Pero ¿cómo acceder a este misterio de amor manifestado en la Pasión de Cristo? San Juan de Ávila da gran valor a la contemplación de las llagas de Cristo.
En toda la tradición espiritual anterior ya se encontraba la referencia constante a las llagas de Cristo, pero san Juan de Ávila le da un carácter propio y personal. Convierte las llagas en una referencia permanente para entrar en la intimidad de Cristo en su Pasión. Por ellas se acentúa la confianza en la redención salvífica de Cristo muerto por nuestros pecados y resucitado para nuestra justificación. La contemplación de las llagas para el santo no son desde una perspectiva dolorista, sino desde el misterio del amor de Jesucristo, un amor que le hace darse hasta el extremo.
Vamos a acercarnos a la contemplación de las llagas de Nuestro Señor desde esta actitud con la que nos introduce san Juan de Ávila. Una actitud profundamente teológica, profundamente orante. Adentrémonos en la teología de los santos, que es teología de la experiencia. Todos los avances teológicos reales tiene su origen en el ojo del amor y en su fuerza visual, pues quien reza comienza a ver; rezar y ver dependen uno del otro[6]. Vamos a contemplar, a reflexionar, a orar… y así podremos ver el misterio del amor de Dios manifestado en Cristo.
El santo doctor, a mi modo de ver, contempla las llagas de Cristo desde seis perspectivas distintas pero al mismo tiempo complementarias. Vamos a desgranarlas para entrar así de la mano de este santo maestro en la intimidad con Cristo Crucificado-Resucitado.
No olvidemos que en definitiva, las llagas son sólo una muestra de la riqueza insondable del amor de Cristo pues como dice el santo: “Muy mayor amor le quedaba encerrado en las entrañas de lo que nos mostró acá de fuera en sus llagas”[7].
Las llagas de Cristo: lugar de nuestro refugio.
----
** Orden de trabajo **
Transcribe completo y sin cambios el pasaje sobre las llagas de Cristo en san Juan de Ávila.

Entradas de origen:
----
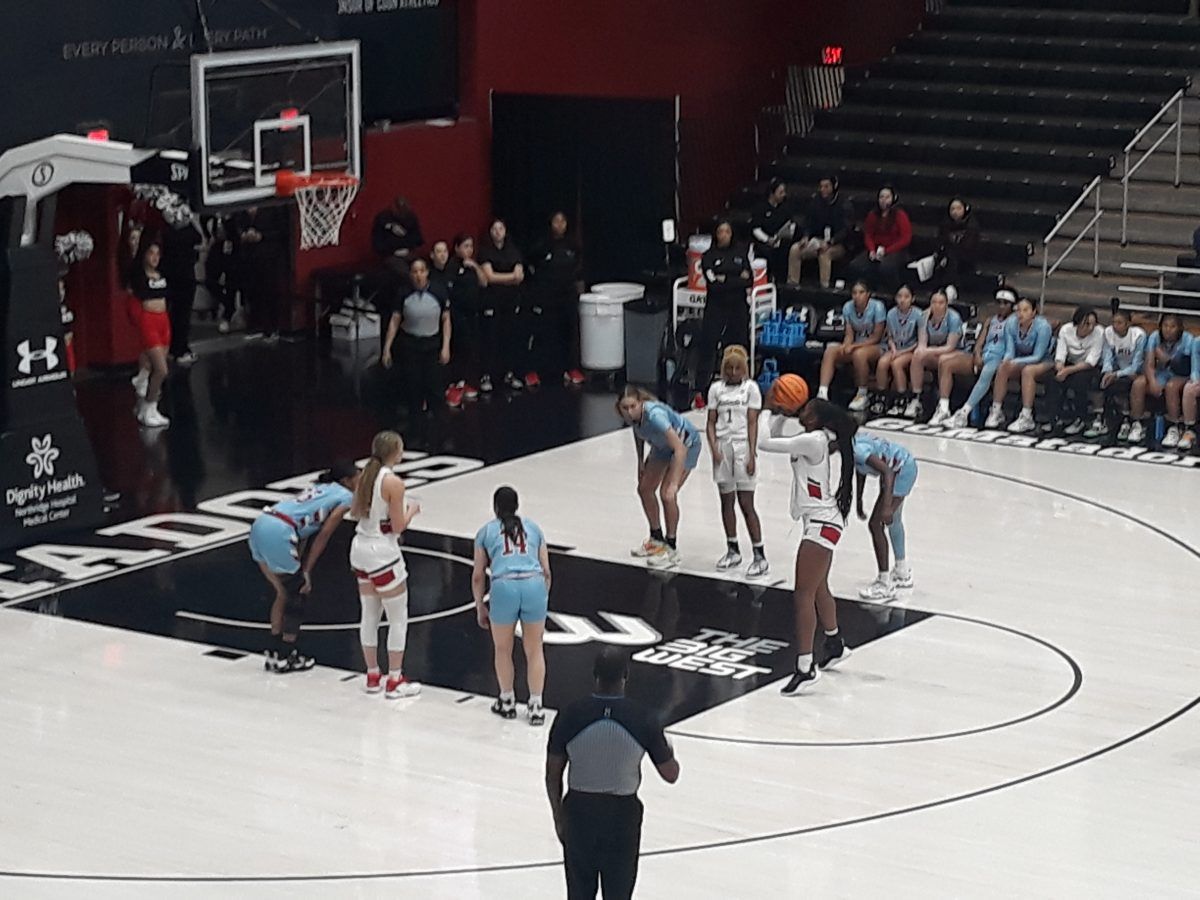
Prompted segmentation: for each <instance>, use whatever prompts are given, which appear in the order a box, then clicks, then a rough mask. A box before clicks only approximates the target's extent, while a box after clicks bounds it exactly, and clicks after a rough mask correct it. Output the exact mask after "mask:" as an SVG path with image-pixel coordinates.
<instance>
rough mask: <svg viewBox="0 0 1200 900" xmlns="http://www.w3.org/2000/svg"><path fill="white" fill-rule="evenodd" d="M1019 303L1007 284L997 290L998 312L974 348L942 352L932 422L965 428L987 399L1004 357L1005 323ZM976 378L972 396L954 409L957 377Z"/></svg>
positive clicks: (972, 386)
mask: <svg viewBox="0 0 1200 900" xmlns="http://www.w3.org/2000/svg"><path fill="white" fill-rule="evenodd" d="M1015 304H1016V292H1015V290H1013V289H1012V288H1008V287H1004V288H1000V289H998V290H997V292H996V312H995V313H994V314H992V317H991V318H990V319H988V322H985V323H984V325H983V328H982V329H980V331H979V337H978V338H976V346H974V350H973V352H972V353H970V354H967V353H952V354H947V355H946V356H942V359H941V360H938V364H937V409H936V410H935V412H934V416H932V418H931V419H930V420H929V424H930V425H949V426H950V427H952V428H965V427H967V422H968V421H970V418H971V413H972V410H973V409H974V408H976V407H978V406H979V403H980V402H983V398H984V397H986V396H988V391H989V390H991V382H992V378H995V376H996V371H997V370H998V368H1000V364H1001V362H1003V361H1004V324H1006V323H1007V322H1008V319H1009V317H1010V316H1012V314H1013V306H1015ZM956 376H962V377H964V378H974V379H976V383H974V384H973V385H972V388H971V396H968V397H967V402H966V403H964V404H962V406H961V407H959V410H958V412H956V413H950V394H953V391H954V378H955V377H956Z"/></svg>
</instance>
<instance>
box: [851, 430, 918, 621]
mask: <svg viewBox="0 0 1200 900" xmlns="http://www.w3.org/2000/svg"><path fill="white" fill-rule="evenodd" d="M854 475H856V482H857V484H856V488H857V491H856V494H857V497H858V517H859V518H862V520H866V527H868V528H869V529H870V532H871V545H872V546H874V547H875V562H876V563H877V565H878V575H876V576H875V581H872V582H871V583H870V584H868V586H866V587H865V588H863V589H862V590H859V592H858V595H859V596H862V598H863V599H864V600H892V599H893V598H895V595H896V588H911V587H912V570H911V569H910V568H908V558H907V556H906V554H905V532H904V518H902V516H904V502H905V498H907V497H908V494H911V493H912V488H913V486H914V485H916V484H917V460H916V458H913V455H912V454H910V452H908V450H907V449H906V448H904V446H901V445H900V444H894V443H892V442H890V440H884V439H883V438H881V437H878V436H876V434H868V433H865V432H858V433H857V434H856V436H854ZM868 475H871V476H874V478H877V479H878V480H880V496H878V498H876V500H875V508H874V509H872V510H871V516H870V518H868V516H866V511H865V510H864V509H863V491H864V488H865V487H866V478H868ZM884 529H886V532H887V533H886V534H884ZM889 538H890V539H892V551H893V552H894V553H895V557H896V563H895V568H894V569H890V570H889V566H888V539H889Z"/></svg>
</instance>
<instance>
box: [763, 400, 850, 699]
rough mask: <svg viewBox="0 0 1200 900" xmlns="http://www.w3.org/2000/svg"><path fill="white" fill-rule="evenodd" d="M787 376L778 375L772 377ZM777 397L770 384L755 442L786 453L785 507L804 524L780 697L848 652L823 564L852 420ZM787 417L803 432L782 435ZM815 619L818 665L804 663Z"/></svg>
mask: <svg viewBox="0 0 1200 900" xmlns="http://www.w3.org/2000/svg"><path fill="white" fill-rule="evenodd" d="M787 378H788V376H784V378H781V379H780V380H781V382H782V380H785V379H787ZM797 380H799V379H797ZM775 385H779V382H776V383H775ZM785 385H786V383H785ZM805 392H806V391H805ZM778 395H779V391H776V390H775V386H773V389H772V392H770V395H769V396H768V400H767V408H768V409H769V410H770V413H772V415H769V416H768V425H767V432H768V434H767V436H764V437H762V438H761V439H760V442H758V446H760V448H761V449H762V450H766V451H767V452H773V454H787V455H788V456H790V457H791V461H792V500H791V512H792V518H793V520H796V521H797V522H803V523H804V538H803V539H802V540H800V546H799V548H798V550H797V551H796V593H794V602H796V643H797V648H798V653H797V656H796V671H794V672H793V673H792V677H791V678H788V680H787V684H785V685H784V688H782V690H781V692H782V694H784V696H787V697H792V696H797V695H799V694H803V692H804V691H805V690H806V689H808V688H810V686H811V685H812V684H815V683H816V682H817V679H818V678H820V677H821V670H822V668H830V667H833V666H836V665H838V664H839V662H841V661H842V660H845V659H846V658H847V656H848V655H850V648H848V647H846V644H845V643H844V642H842V640H841V635H840V634H839V631H838V607H836V605H835V602H834V599H833V594H832V593H830V592H829V566H830V564H832V563H833V551H834V547H836V546H838V541H839V540H840V539H841V533H842V530H844V529H845V527H846V516H847V515H848V514H850V505H851V494H852V493H853V490H854V482H853V478H854V446H853V442H854V432H856V431H857V428H858V425H857V424H856V422H854V420H853V419H851V416H850V414H848V413H846V412H845V410H842V409H839V408H838V407H835V406H834V404H833V403H829V402H828V401H824V400H814V401H811V402H809V403H806V404H804V406H803V407H800V408H799V409H798V410H796V412H787V409H786V408H785V407H784V406H782V404H781V401H780V398H779V396H778ZM791 416H798V418H799V420H800V424H802V425H803V426H804V431H803V432H800V433H799V434H794V436H792V437H784V426H785V424H786V422H787V419H788V418H791ZM830 444H835V445H836V449H838V452H839V455H840V469H841V475H840V479H839V481H838V486H836V487H834V479H833V473H832V469H833V462H832V456H830ZM818 619H820V622H821V626H822V629H823V631H824V647H823V649H824V654H823V656H824V659H823V660H822V662H821V666H820V667H817V665H816V664H815V662H814V660H812V644H814V637H815V635H816V628H817V620H818Z"/></svg>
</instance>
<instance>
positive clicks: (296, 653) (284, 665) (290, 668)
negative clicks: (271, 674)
mask: <svg viewBox="0 0 1200 900" xmlns="http://www.w3.org/2000/svg"><path fill="white" fill-rule="evenodd" d="M316 665H317V660H314V659H313V658H312V656H305V655H304V654H302V653H300V650H292V653H289V654H288V655H287V656H286V658H284V659H281V660H280V661H278V662H276V664H275V671H276V672H278V673H280V674H287V673H288V672H307V671H308V670H310V668H312V667H313V666H316Z"/></svg>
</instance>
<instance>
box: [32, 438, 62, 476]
mask: <svg viewBox="0 0 1200 900" xmlns="http://www.w3.org/2000/svg"><path fill="white" fill-rule="evenodd" d="M30 446H31V450H30V452H29V455H28V456H26V457H25V462H26V463H28V464H29V466H31V467H32V468H34V478H41V476H42V475H53V474H54V461H55V460H58V458H59V449H58V448H56V446H50V436H49V434H46V436H44V437H42V438H34V439H32V440H31V442H30Z"/></svg>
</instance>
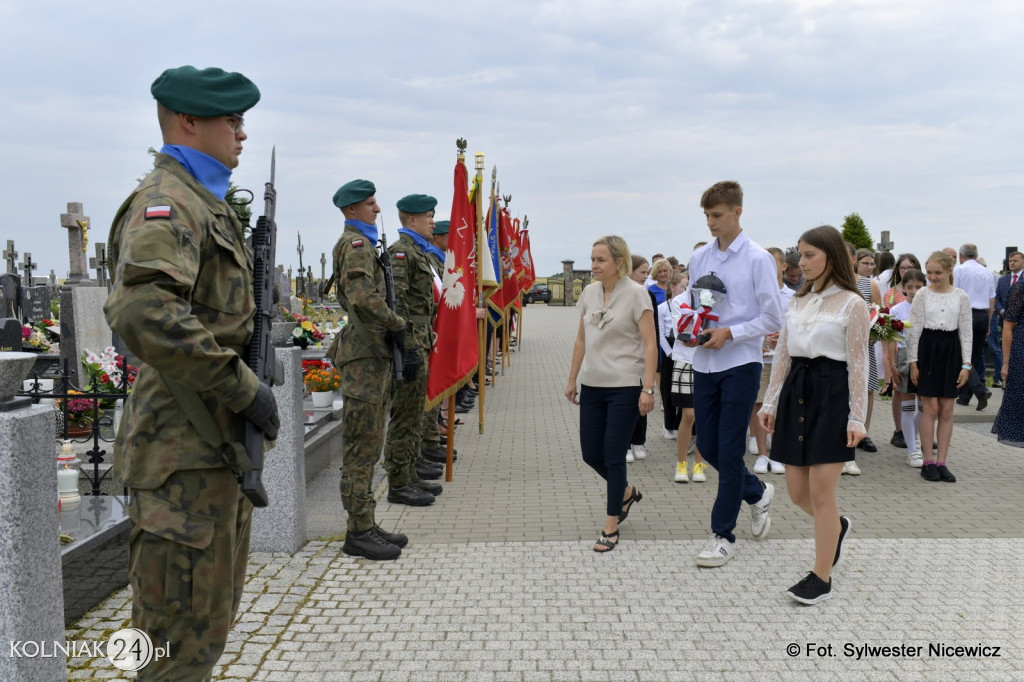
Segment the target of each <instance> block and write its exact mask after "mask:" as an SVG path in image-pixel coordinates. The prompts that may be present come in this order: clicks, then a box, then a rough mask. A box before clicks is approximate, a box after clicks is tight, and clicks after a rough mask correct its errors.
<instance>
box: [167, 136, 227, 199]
mask: <svg viewBox="0 0 1024 682" xmlns="http://www.w3.org/2000/svg"><path fill="white" fill-rule="evenodd" d="M160 153H161V154H166V155H168V156H170V157H173V158H174V160H175V161H177V162H178V163H179V164H181V165H182V166H184V168H185V170H186V171H188V173H189V175H191V176H193V177H194V178H196V179H197V180H199V182H200V184H202V185H203V186H204V187H206V188H207V189H209V190H210V194H211V195H213V196H214V197H216V198H217V199H219V200H220V201H224V196H225V195H226V194H227V185H228V184H229V183H230V181H231V169H230V168H228V167H227V166H225V165H224V164H222V163H220V162H219V161H217V160H216V159H214V158H213V157H211V156H210V155H208V154H203V153H202V152H199V151H197V150H194V148H191V147H190V146H182V145H180V144H165V145H164V146H163V147H162V148H161V150H160Z"/></svg>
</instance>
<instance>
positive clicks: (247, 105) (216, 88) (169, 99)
mask: <svg viewBox="0 0 1024 682" xmlns="http://www.w3.org/2000/svg"><path fill="white" fill-rule="evenodd" d="M150 92H152V93H153V96H154V97H156V98H157V101H159V102H160V103H161V104H163V105H164V106H166V108H167V109H169V110H171V111H172V112H177V113H178V114H187V115H188V116H199V117H202V118H212V117H214V116H224V115H226V114H241V113H243V112H247V111H249V110H250V109H252V108H253V106H255V105H256V102H258V101H259V88H257V87H256V84H255V83H253V82H252V81H250V80H249V79H248V78H246V77H245V76H243V75H242V74H238V73H234V72H231V73H227V72H226V71H224V70H223V69H216V68H211V69H204V70H202V71H200V70H199V69H197V68H196V67H179V68H178V69H168V70H167V71H165V72H164V73H162V74H161V75H160V78H158V79H157V80H155V81H154V82H153V85H152V86H151V87H150Z"/></svg>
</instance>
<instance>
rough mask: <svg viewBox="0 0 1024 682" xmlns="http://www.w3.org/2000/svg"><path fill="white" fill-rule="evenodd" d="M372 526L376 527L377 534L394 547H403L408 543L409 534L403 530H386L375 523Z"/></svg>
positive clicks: (405, 546)
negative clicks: (387, 530) (395, 531)
mask: <svg viewBox="0 0 1024 682" xmlns="http://www.w3.org/2000/svg"><path fill="white" fill-rule="evenodd" d="M374 527H375V528H377V535H379V536H380V537H381V538H383V539H384V540H385V541H387V542H389V543H391V544H392V545H395V546H396V547H400V548H402V549H404V547H406V545H408V544H409V536H407V535H406V534H403V532H388V531H387V530H385V529H384V528H382V527H380V526H379V525H377V524H376V523H374Z"/></svg>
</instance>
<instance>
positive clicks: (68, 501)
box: [57, 440, 82, 503]
mask: <svg viewBox="0 0 1024 682" xmlns="http://www.w3.org/2000/svg"><path fill="white" fill-rule="evenodd" d="M81 464H82V461H81V460H80V459H78V458H77V457H76V456H75V451H74V450H73V449H72V445H71V441H70V440H65V441H63V444H62V445H60V454H59V455H57V493H58V494H59V496H60V499H61V500H62V501H65V502H66V503H68V502H81V500H82V498H81V496H79V494H78V479H79V467H80V466H81Z"/></svg>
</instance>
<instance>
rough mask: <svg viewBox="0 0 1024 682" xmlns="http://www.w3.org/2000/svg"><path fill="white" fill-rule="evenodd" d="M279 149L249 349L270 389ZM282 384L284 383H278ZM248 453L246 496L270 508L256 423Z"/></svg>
mask: <svg viewBox="0 0 1024 682" xmlns="http://www.w3.org/2000/svg"><path fill="white" fill-rule="evenodd" d="M276 154H278V152H276V148H274V150H273V151H272V152H271V153H270V181H269V182H267V183H266V184H264V185H263V215H261V216H260V217H259V219H258V220H257V221H256V227H255V228H254V229H253V298H254V299H255V302H256V314H255V315H254V317H253V336H252V339H251V340H250V341H249V347H248V348H246V356H245V360H246V365H247V366H249V369H250V370H252V371H253V372H254V373H255V374H256V378H257V379H259V380H260V382H261V383H263V384H266V385H267V386H272V385H273V384H274V366H275V363H274V359H275V358H274V355H273V346H272V345H270V318H271V317H272V315H273V283H274V272H273V267H274V263H273V260H274V256H275V248H276V240H278V224H276V223H275V222H274V221H273V217H274V212H275V209H276V202H278V190H276V189H274V187H273V176H274V168H275V166H276ZM278 383H280V382H278ZM245 446H246V453H248V455H249V460H250V461H251V462H252V464H253V467H252V469H251V470H250V471H247V472H245V473H244V474H243V476H242V493H243V494H244V495H245V496H246V497H247V498H249V500H250V502H252V503H253V506H254V507H266V506H267V504H268V503H269V499H268V498H267V495H266V488H265V487H263V481H262V480H260V476H261V475H262V473H263V431H262V430H261V429H260V428H258V427H257V426H255V425H254V424H253V423H252V422H250V421H247V422H246V435H245Z"/></svg>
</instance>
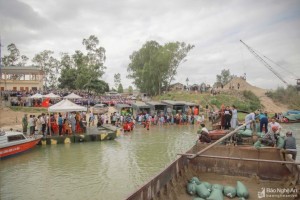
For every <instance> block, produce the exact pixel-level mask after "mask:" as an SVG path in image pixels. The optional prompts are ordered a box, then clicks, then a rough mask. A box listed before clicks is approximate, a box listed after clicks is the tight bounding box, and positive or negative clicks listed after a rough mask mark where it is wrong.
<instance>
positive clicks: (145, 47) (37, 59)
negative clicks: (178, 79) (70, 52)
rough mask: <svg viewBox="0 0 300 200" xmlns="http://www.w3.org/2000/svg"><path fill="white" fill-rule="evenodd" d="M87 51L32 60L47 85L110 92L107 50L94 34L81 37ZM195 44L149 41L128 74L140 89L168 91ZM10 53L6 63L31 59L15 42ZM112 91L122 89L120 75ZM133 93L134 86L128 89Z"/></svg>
mask: <svg viewBox="0 0 300 200" xmlns="http://www.w3.org/2000/svg"><path fill="white" fill-rule="evenodd" d="M82 45H83V46H84V48H85V52H83V51H80V50H75V53H73V54H70V53H64V52H63V53H60V58H59V59H57V58H55V57H54V52H53V51H51V50H44V51H42V52H40V53H38V54H36V55H35V56H34V57H33V59H32V60H31V62H32V64H33V65H34V66H37V67H38V68H40V69H41V70H43V71H44V73H45V76H44V86H45V88H47V89H48V88H50V89H54V88H62V89H69V90H85V91H89V92H91V91H93V92H96V93H104V92H106V91H109V89H110V88H109V85H108V83H106V82H105V81H103V80H102V76H103V75H104V73H105V70H106V69H107V67H106V66H105V65H104V63H105V60H106V54H105V53H106V50H105V48H104V47H102V46H101V45H100V43H99V39H98V38H97V37H96V36H95V35H91V36H89V37H88V38H85V39H83V40H82ZM193 47H194V45H190V44H185V43H184V42H169V43H166V44H164V45H161V44H159V43H158V42H156V41H147V42H146V43H145V44H144V45H143V46H142V47H141V48H140V49H139V50H137V51H134V52H133V53H132V54H131V55H130V56H129V58H130V63H129V65H128V66H127V72H128V76H127V78H129V79H132V83H133V85H135V86H136V88H138V89H139V90H140V91H141V92H143V93H147V94H149V95H157V94H160V93H161V92H162V91H163V90H167V89H168V87H169V86H170V84H171V81H173V80H174V79H175V77H176V74H177V69H178V67H179V65H180V64H181V63H183V62H185V61H186V59H185V58H186V56H187V54H188V52H189V51H190V50H191V49H192V48H193ZM7 52H8V55H5V56H3V58H2V65H3V66H20V67H25V66H26V65H27V63H28V61H29V58H28V57H27V56H26V55H21V53H20V51H19V49H18V48H17V46H16V45H15V44H13V43H12V44H9V45H8V46H7ZM111 89H113V90H116V91H118V92H123V86H122V83H121V74H120V73H116V74H114V86H112V88H111ZM128 89H129V92H132V89H133V88H132V86H130V87H129V88H128Z"/></svg>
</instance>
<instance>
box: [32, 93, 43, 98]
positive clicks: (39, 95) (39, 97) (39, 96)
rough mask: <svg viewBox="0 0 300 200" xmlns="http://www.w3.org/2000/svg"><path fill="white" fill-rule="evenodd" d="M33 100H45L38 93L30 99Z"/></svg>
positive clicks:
----
** Solución propuesta **
Pero ¿cómo acceder a este misterio de amor manifestado en la Pasión de Cristo? San Juan de Ávila da gran valor a la contemplación de las llagas de Cristo.
En toda la tradición espiritual anterior ya se encontraba la referencia constante a las llagas de Cristo, pero san Juan de Ávila le da un carácter propio y personal. Convierte las llagas en una referencia permanente para entrar en la intimidad de Cristo en su Pasión. Por ellas se acentúa la confianza en la redención salvífica de Cristo muerto por nuestros pecados y resucitado para nuestra justificación. La contemplación de las llagas para el santo no son desde una perspectiva dolorista, sino desde el misterio del amor de Jesucristo, un amor que le hace darse hasta el extremo.
Vamos a acercarnos a la contemplación de las llagas de Nuestro Señor desde esta actitud con la que nos introduce san Juan de Ávila. Una actitud profundamente teológica, profundamente orante. Adentrémonos en la teología de los santos, que es teología de la experiencia. Todos los avances teológicos reales tiene su origen en el ojo del amor y en su fuerza visual, pues quien reza comienza a ver; rezar y ver dependen uno del otro[6]. Vamos a contemplar, a reflexionar, a orar… y así podremos ver el misterio del amor de Dios manifestado en Cristo.
El santo doctor, a mi modo de ver, contempla las llagas de Cristo desde seis perspectivas distintas pero al mismo tiempo complementarias. Vamos a desgranarlas para entrar así de la mano de este santo maestro en la intimidad con Cristo Crucificado-Resucitado.
No olvidemos que en definitiva, las llagas son sólo una muestra de la riqueza insondable del amor de Cristo pues como dice el santo: “Muy mayor amor le quedaba encerrado en las entrañas de lo que nos mostró acá de fuera en sus llagas”[7].
Las llagas de Cristo: lugar de nuestro refugio.